Indexer Deep Dive
A good way to think about the indexer is as similar to Infura or Alchemy’s role in the Ethereum ecosystem. However, unlike Infura/Alchemy, and like everything else in dYdX Chain, the Indexer is completely open source and can be run by anyone!
What is the Indexer?
As part of tooling for the dYdX ecosystem, we want to ensure that clients have access to performant data queries when using exchanges running on dYdX Chain software. Cosmos SDK Full Nodes offer a number of APIs that can be used to request on-chain data. However, these Full Nodes are optimized for committing and executing blocks, not for serving high frequency, low-latency requests from web/mobile clients.
This is why we wrote software for an indexing service. The Indexer is a read-only service that serves off chain data to clients over REST APIs and Websockets. Its purpose is to store and serve data that exists on the dYdX Chain in an easier to use way. In other words, the purpose of an indexer is to index and serve data to clients in a more performant, efficient and web2-friendly way. For example the indexer will serve websockets that provide updates on the state of the orderbook and fills. These clients will include front-end applications (mobile and web), market makers, institutions, and any other parties looking to query dYdX Chain data via a traditional web2 API.
On-chain vs. Off-chain data
The Indexer will run two separate ingestion/storage processes with data from a v4 Full Node: one for on-chain data and one for off-chain data. Currently, throughput of on-chain data state changes is expected to be from 10-50 events/second. On the other hand, the expected throughput of off-chain data state changes is between 500-1,000 events/second. This represents a 10-100x difference in throughput requirements. By handling these data types separately, v4 is built to allow for different services to better scale according to throughput requirements.
On-chain Data
On-chain data is all data that can be reproduced by reading committed transactions on the dYdX Chain. All on-chain data has been validated through consensus. This data includes:
- Account balances (USDC)
- Account positions (open interest)
- Order Fills
- Trades
- Liquidations
- Deleveraging
- Partially and completely filled orders
- Funding rate payments
- Trade fees
- Historical oracle prices (spot prices used to compute funding and process liquidations)
- Long-term order placement and cancellation
- Conditional order placement and cancellation
Off-chain Data
Off-chain data is data that is kept in-memory on each v4 node. It is not written to the blockchain or stored in the application state. This data cannot be queried via the gRPC API on v4 nodes, nor can it be derived from data stored in blocks. It is effectively ephemeral data on the v4 node that gets lost on restarts/purging of data from in-memory data stores. This includes:
- Short-term order placement and cancellations
- Order book of each perpetual exchange pair
- Indexed order updates before they hit the chain
Indexer Architecture
The Indexer is made up of a series of services that ingest information from v4 Full Nodes and serve that information to various clients. Kafka topics are used to pass events/data around to the services within the Indexer. The key services that make up Indexer are outlined below.

-- Data supplied --
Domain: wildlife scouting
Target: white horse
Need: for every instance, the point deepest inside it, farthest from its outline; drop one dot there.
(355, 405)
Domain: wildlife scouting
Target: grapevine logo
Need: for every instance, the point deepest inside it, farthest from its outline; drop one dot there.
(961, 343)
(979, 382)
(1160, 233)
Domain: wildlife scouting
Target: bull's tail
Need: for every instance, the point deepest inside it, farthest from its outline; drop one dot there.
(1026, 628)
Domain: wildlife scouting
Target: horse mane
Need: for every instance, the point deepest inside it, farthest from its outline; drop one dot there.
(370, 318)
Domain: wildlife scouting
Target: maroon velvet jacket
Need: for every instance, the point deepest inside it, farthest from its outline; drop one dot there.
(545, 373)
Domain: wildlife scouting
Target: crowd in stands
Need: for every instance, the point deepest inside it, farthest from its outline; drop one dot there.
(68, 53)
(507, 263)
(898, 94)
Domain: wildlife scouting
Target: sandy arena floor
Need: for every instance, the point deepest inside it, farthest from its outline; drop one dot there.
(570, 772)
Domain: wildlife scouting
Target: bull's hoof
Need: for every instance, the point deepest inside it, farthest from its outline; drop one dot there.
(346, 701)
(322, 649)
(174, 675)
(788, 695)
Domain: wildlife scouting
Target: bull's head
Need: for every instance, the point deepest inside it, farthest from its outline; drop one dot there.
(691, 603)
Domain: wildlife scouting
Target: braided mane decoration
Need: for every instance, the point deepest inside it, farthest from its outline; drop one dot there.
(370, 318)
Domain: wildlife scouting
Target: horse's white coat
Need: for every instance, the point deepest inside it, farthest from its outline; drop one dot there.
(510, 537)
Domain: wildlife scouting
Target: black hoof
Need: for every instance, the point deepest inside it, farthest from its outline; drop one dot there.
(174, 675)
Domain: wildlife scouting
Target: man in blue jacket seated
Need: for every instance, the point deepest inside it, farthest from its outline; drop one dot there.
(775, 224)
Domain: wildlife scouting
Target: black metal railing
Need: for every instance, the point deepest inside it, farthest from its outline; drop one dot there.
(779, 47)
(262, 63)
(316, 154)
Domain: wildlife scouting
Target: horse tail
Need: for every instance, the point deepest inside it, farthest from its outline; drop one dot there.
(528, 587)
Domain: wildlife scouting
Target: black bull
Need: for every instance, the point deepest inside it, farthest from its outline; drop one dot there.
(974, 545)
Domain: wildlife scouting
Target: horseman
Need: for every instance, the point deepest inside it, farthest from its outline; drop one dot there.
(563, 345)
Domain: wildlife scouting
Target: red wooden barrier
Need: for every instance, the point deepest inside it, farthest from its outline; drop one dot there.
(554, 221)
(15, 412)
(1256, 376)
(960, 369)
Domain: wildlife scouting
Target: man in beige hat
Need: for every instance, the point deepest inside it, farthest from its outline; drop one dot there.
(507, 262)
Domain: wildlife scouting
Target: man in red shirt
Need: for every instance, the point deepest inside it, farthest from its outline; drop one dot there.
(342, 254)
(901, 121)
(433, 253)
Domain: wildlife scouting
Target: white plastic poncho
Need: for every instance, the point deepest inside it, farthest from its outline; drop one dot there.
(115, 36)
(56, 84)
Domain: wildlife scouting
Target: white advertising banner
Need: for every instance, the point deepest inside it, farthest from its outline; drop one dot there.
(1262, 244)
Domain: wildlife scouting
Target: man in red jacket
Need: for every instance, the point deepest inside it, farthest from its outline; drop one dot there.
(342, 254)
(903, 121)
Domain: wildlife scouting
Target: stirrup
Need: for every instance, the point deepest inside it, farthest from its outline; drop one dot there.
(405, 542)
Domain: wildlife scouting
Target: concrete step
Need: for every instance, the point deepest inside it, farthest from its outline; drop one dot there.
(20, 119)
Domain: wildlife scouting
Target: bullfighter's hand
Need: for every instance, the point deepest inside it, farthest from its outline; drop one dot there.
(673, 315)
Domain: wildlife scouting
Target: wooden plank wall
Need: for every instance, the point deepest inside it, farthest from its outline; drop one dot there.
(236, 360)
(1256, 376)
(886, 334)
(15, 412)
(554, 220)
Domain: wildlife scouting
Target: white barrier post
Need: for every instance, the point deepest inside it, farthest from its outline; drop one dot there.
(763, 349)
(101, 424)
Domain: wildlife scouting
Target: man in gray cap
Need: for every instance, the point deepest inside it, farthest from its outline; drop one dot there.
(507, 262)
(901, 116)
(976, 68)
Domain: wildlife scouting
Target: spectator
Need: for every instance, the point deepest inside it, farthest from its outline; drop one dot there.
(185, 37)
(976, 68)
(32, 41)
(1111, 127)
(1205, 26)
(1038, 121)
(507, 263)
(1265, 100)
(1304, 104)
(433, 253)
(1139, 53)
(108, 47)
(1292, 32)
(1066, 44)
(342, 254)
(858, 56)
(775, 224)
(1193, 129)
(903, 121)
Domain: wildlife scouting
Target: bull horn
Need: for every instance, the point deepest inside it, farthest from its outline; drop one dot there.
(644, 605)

-- Challenge --
Please carry the dYdX Chain Indexer write-up above further, starting right after its last sentence.

-- Output --
Ender (On-chain ingestion)
Ender is the Indexer’s on-chain data ingestion service. It consumes data from the “to-ender” Kafka topic (which queues all on-chain events by block) and each payload will include all event data for an entire block. Ender takes all state changes from that block and applies them to a Postgres database for the Indexer storing all on-chain data. Ender will also create and send websocket events via a “to-websocket-?” Kafka topic for any websocket events that need to be emitted.
Vulcan (Off-chain ingestion)
Vulcan is the Indexer’s off-chain data ingestion service. It will consume data from the “to-vulcan” Kafka topic (queues all off-chain events), which will carry payloads that include active order book updates, place order updates, cancel order updates, and optimistic fills. This data will be stored in a Redis cache. Vulcan will update Redis with any new open orders, set the status of canceled orders to cancel pending, and update orderbooks based on the payload received. Vulcan will also update Postgres whenever a partially filled order is canceled to update the state of the order in Postgres. Vulcan will also create and send websocket events via a “to-websocket-?” Kafka topic for any websocket events that need to be emitted.
Comlink (API Server)
Comlink is an API server that will expose REST API endpoints to read both on-chain and off-chain data. For example, a user could request their USDC balance or the size of a particular position through Comlink, and would receive a formatted JSON response.
As an explicit goal set out by the dYdX team, we’re designing v4 APIs to closely match the v3 APIs (opens in a new tab). We have had time to gather feedback and iterate on these APIs over time with v3, and have confidence that they are reasonable at the product-level.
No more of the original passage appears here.